OBJECTIVES ::
**A)** Answer these questions using the El Prat post:
(i) What date is given at the top?
(ii) In what year is the new Terminal Sur set to open?
(iii) How many passengers a day will the new terminal handle, according to Aena?
**B)** Write out the El Prat post from "March 30, 2008" up to and including "your fingers crossed.", switching "Terminal Sur" to "South Terminal".

TEXT EXCERPT ::
El Prat

March 30, 2008

In view of the mega debacle at Heathrow’s Terminal 5 last week, and the chaos last summer at Barcelona’s Aeroport del Prat, we can only wait in trepidation to see what happens when the new Terminal Sur opens in 2009. It’s already behind schedule. According to Aena, the Spanish airport authority, (I translate) “The new terminal building is of a tremendous logistical and technical complexity. It will handle over 100,000 passengers a day and employ over 15,000 people.”

Keep your fingers crossed.

RECORDS PROVIDED ::
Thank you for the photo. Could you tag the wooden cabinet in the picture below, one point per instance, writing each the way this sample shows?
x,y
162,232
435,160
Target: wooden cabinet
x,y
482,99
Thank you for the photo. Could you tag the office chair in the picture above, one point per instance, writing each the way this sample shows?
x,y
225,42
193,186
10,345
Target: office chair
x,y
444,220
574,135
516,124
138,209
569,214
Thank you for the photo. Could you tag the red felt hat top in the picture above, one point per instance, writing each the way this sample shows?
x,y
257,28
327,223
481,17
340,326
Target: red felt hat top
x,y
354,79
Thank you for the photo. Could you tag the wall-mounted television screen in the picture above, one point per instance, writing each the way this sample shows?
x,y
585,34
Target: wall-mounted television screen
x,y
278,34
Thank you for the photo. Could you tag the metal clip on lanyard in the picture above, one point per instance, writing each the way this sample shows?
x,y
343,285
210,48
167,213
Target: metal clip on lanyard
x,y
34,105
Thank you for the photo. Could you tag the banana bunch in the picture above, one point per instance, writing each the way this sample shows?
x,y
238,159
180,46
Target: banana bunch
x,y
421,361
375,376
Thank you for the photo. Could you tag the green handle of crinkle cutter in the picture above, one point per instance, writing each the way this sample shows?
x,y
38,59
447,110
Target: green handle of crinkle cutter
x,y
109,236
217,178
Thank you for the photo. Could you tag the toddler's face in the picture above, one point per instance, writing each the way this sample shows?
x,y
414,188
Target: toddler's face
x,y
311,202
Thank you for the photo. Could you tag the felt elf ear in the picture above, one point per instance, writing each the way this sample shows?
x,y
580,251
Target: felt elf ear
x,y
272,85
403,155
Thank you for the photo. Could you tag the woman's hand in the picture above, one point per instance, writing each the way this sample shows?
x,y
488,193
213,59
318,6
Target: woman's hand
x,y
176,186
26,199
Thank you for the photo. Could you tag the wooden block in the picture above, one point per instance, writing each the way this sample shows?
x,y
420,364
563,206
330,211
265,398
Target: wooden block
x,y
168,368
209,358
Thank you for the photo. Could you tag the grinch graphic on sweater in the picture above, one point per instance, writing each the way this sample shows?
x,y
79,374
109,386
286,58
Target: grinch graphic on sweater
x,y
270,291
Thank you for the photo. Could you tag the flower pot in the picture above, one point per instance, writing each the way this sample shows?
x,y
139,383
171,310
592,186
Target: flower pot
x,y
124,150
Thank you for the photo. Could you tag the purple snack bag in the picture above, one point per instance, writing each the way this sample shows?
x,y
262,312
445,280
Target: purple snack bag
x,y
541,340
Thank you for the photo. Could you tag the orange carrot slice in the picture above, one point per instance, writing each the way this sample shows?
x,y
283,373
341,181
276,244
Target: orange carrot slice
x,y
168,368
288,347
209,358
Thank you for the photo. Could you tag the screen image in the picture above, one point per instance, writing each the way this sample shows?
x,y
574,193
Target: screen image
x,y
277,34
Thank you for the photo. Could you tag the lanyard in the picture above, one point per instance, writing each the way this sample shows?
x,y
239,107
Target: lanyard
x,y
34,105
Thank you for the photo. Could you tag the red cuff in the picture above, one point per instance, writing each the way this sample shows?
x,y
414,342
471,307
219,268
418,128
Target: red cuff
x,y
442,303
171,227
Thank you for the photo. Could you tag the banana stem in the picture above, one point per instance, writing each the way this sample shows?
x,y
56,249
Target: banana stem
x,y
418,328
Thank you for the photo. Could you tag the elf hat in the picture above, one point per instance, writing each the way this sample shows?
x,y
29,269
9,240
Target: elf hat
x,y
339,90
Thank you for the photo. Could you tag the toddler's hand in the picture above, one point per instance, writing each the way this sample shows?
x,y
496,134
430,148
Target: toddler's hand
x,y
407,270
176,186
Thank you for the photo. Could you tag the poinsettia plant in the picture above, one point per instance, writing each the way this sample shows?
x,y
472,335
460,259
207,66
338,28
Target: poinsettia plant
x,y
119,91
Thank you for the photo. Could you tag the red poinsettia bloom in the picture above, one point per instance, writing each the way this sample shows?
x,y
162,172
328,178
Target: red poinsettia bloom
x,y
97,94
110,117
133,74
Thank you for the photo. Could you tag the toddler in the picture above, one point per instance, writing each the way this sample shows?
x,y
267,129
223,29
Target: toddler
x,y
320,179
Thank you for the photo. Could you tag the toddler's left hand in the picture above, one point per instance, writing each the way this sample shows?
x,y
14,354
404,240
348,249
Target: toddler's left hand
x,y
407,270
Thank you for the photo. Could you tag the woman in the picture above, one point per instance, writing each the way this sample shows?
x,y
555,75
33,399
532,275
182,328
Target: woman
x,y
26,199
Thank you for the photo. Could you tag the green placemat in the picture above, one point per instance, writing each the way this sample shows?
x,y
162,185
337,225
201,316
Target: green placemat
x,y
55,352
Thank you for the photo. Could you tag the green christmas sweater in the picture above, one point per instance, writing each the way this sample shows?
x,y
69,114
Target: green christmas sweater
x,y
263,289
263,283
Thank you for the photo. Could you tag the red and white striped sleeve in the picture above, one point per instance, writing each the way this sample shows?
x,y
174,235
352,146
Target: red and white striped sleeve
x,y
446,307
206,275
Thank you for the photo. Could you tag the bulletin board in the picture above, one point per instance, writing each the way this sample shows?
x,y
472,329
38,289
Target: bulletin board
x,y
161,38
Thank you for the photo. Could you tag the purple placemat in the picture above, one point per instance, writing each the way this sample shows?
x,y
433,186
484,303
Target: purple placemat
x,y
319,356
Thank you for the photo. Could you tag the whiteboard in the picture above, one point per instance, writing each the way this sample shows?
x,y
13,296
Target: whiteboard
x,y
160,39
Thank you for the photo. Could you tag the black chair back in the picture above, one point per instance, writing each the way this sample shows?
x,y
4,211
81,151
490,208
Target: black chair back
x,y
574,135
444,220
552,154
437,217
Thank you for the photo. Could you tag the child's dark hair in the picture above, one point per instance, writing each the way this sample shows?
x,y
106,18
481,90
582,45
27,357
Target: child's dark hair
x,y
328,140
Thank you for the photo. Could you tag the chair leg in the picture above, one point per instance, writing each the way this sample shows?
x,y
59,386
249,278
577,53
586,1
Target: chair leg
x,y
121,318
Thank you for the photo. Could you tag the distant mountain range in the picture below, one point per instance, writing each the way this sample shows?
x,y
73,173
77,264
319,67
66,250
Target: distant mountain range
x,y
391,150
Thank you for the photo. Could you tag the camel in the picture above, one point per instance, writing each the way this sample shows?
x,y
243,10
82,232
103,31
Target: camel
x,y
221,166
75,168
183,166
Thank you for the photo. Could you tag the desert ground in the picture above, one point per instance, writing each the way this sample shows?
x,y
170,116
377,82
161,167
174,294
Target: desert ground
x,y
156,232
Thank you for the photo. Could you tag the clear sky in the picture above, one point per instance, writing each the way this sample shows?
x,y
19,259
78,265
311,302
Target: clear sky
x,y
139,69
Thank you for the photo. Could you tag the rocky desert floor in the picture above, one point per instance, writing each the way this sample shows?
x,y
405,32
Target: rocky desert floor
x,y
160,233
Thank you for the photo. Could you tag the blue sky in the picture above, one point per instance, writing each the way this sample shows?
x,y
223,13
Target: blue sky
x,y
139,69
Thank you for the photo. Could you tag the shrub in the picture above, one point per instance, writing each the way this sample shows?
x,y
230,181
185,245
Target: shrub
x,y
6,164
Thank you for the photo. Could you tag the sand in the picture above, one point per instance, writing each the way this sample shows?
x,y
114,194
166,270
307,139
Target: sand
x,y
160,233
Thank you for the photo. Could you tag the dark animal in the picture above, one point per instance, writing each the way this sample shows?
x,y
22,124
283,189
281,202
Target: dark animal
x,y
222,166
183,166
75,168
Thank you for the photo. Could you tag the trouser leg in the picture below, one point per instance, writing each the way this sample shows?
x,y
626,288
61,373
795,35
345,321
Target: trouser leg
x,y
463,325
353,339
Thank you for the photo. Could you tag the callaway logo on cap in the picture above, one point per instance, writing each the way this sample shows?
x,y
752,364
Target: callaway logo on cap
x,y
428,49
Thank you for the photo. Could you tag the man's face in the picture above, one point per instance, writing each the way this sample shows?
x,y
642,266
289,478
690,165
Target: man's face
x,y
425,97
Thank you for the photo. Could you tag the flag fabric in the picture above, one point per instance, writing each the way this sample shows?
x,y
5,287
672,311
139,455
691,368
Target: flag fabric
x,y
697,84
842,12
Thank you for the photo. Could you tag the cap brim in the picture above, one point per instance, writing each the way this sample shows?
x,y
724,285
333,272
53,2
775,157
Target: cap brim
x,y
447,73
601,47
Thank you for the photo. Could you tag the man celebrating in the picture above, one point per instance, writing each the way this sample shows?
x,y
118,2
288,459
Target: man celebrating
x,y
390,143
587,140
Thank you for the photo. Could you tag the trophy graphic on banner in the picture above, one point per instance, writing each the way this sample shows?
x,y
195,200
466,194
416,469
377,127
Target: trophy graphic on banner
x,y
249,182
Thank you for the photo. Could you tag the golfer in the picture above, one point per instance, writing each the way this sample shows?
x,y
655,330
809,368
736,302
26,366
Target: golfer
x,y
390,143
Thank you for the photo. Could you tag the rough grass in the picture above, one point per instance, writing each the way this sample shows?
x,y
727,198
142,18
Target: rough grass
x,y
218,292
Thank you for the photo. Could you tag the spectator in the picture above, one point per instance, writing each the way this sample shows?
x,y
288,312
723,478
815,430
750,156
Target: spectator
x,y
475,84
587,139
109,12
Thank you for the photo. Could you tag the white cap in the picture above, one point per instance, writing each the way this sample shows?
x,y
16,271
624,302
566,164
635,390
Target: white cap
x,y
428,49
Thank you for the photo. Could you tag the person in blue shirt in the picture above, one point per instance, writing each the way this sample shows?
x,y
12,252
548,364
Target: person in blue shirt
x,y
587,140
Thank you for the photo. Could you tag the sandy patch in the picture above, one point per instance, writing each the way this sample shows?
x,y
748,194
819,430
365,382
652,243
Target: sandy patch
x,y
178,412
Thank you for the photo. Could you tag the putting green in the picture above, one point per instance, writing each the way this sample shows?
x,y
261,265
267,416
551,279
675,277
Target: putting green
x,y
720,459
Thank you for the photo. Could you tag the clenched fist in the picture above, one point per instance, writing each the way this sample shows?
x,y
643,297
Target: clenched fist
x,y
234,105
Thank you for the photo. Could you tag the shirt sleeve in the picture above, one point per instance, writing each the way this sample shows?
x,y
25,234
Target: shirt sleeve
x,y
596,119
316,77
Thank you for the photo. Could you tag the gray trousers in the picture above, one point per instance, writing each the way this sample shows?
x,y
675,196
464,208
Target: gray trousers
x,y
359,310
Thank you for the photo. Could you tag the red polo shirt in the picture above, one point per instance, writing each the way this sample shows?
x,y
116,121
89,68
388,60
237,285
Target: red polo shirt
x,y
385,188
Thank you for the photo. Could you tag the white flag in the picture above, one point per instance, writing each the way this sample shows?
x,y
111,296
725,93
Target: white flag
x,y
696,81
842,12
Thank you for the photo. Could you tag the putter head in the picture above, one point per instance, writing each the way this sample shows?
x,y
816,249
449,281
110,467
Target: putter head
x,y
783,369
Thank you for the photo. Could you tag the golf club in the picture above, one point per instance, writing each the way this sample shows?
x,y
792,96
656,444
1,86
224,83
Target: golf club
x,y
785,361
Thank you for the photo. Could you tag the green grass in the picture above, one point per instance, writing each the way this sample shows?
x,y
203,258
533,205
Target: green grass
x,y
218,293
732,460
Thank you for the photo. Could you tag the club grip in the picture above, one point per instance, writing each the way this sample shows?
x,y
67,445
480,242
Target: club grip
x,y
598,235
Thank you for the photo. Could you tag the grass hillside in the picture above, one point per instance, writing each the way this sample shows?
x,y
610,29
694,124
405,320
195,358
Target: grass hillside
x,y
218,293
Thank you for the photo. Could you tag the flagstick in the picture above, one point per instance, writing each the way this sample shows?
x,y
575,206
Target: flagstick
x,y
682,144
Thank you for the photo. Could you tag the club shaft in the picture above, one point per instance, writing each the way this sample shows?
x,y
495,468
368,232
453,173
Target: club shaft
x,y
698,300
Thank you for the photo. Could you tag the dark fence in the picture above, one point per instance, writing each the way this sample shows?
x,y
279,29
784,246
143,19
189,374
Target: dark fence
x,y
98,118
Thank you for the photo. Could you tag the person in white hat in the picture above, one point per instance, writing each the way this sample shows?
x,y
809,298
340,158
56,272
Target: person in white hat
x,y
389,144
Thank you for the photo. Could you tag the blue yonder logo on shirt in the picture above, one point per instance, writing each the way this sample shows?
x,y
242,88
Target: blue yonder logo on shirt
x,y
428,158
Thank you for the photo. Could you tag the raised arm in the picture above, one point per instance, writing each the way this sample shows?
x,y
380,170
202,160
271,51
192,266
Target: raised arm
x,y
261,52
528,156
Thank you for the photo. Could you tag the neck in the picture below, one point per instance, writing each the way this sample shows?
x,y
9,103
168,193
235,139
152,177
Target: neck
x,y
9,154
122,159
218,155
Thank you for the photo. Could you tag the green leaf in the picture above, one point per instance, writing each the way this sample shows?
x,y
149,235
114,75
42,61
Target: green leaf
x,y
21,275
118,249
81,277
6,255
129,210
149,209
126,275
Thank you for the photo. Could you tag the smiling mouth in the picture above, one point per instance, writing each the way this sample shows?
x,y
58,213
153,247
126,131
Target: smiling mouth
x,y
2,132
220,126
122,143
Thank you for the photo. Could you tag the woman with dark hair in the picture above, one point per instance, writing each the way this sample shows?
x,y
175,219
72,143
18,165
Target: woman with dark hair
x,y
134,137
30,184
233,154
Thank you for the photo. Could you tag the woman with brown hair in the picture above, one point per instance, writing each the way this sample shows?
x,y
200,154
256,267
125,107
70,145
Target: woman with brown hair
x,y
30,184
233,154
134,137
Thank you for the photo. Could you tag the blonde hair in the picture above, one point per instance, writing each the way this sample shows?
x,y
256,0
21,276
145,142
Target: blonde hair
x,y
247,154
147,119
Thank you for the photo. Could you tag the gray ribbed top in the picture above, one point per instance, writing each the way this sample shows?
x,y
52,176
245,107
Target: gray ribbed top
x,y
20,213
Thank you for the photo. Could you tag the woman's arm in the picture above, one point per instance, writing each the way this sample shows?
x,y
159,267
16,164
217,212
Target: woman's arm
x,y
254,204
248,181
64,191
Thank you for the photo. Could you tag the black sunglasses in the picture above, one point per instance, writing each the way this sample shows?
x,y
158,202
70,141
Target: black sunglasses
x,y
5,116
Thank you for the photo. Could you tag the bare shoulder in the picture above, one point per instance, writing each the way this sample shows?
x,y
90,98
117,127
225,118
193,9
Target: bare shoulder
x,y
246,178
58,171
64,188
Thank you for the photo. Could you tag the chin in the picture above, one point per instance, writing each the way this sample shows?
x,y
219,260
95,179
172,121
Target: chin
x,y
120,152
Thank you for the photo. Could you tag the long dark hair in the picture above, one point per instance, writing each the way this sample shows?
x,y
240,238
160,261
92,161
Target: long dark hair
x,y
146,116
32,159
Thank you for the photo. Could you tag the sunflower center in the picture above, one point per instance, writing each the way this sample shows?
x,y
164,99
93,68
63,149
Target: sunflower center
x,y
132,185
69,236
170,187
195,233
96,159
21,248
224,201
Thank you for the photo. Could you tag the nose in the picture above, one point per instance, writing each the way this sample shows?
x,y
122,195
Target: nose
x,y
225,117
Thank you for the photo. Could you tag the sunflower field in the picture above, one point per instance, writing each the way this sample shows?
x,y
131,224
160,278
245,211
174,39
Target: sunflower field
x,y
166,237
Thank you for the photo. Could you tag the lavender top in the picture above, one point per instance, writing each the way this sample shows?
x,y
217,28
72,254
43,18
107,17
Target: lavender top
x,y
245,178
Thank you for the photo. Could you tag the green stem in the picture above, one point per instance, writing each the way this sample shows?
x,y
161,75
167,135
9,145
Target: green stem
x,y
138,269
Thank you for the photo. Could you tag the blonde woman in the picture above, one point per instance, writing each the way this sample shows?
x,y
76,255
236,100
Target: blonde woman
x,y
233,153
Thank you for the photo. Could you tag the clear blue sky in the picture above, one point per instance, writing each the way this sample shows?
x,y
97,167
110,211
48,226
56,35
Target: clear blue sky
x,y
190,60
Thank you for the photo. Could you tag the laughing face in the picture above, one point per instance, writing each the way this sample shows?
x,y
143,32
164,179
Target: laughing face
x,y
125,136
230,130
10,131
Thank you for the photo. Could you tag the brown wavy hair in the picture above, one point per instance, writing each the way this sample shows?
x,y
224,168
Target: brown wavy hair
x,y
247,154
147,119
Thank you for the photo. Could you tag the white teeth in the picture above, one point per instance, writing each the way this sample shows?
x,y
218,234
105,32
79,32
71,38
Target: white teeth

SOLUTIONS PER TASK ::
**A)**
(i) March 30, 2008
(ii) 2009
(iii) Over 100,000

**B)**
March 30, 2008

In view of the mega debacle at Heathrow’s Terminal 5 last week, and the chaos last summer at Barcelona’s Aeroport del Prat, we can only wait in trepidation to see what happens when the new South Terminal opens in 2009. It’s already behind schedule. According to Aena, the Spanish airport authority, (I translate) “The new terminal building is of a tremendous logistical and technical complexity. It will handle over 100,000 passengers a day and employ over 15,000 people.”

Keep your fingers crossed.